Photo-based referring expression data
++++++++
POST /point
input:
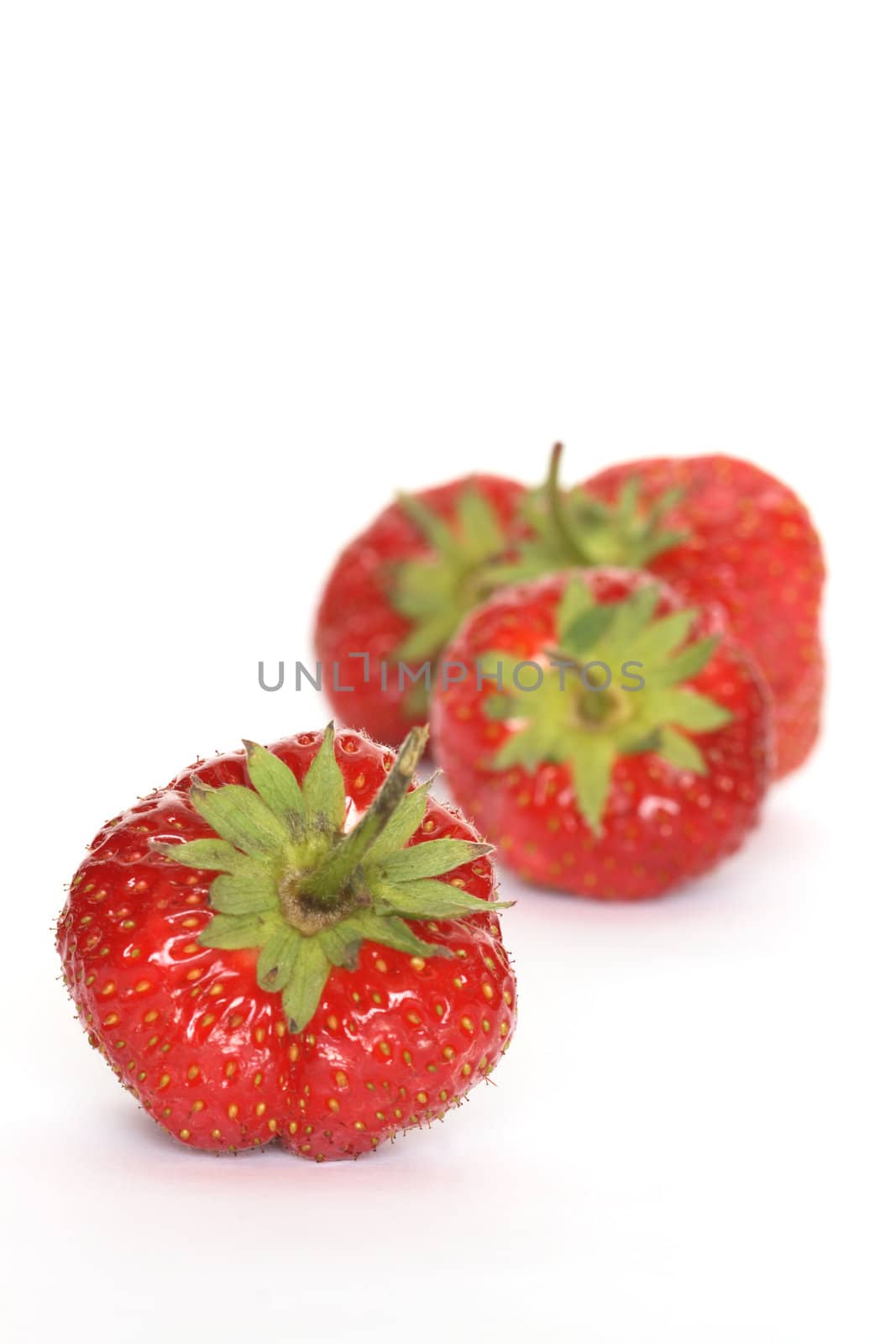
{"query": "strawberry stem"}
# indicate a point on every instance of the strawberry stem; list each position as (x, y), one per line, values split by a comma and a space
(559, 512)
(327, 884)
++++++++
The entries above need to be repeated word for word, minus their pictures.

POST /point
input:
{"query": "strawberry stem"}
# indicate a point on every instance of the strawberry stem; list each position as (x, y), one per line, values split by a comma and a space
(559, 512)
(327, 884)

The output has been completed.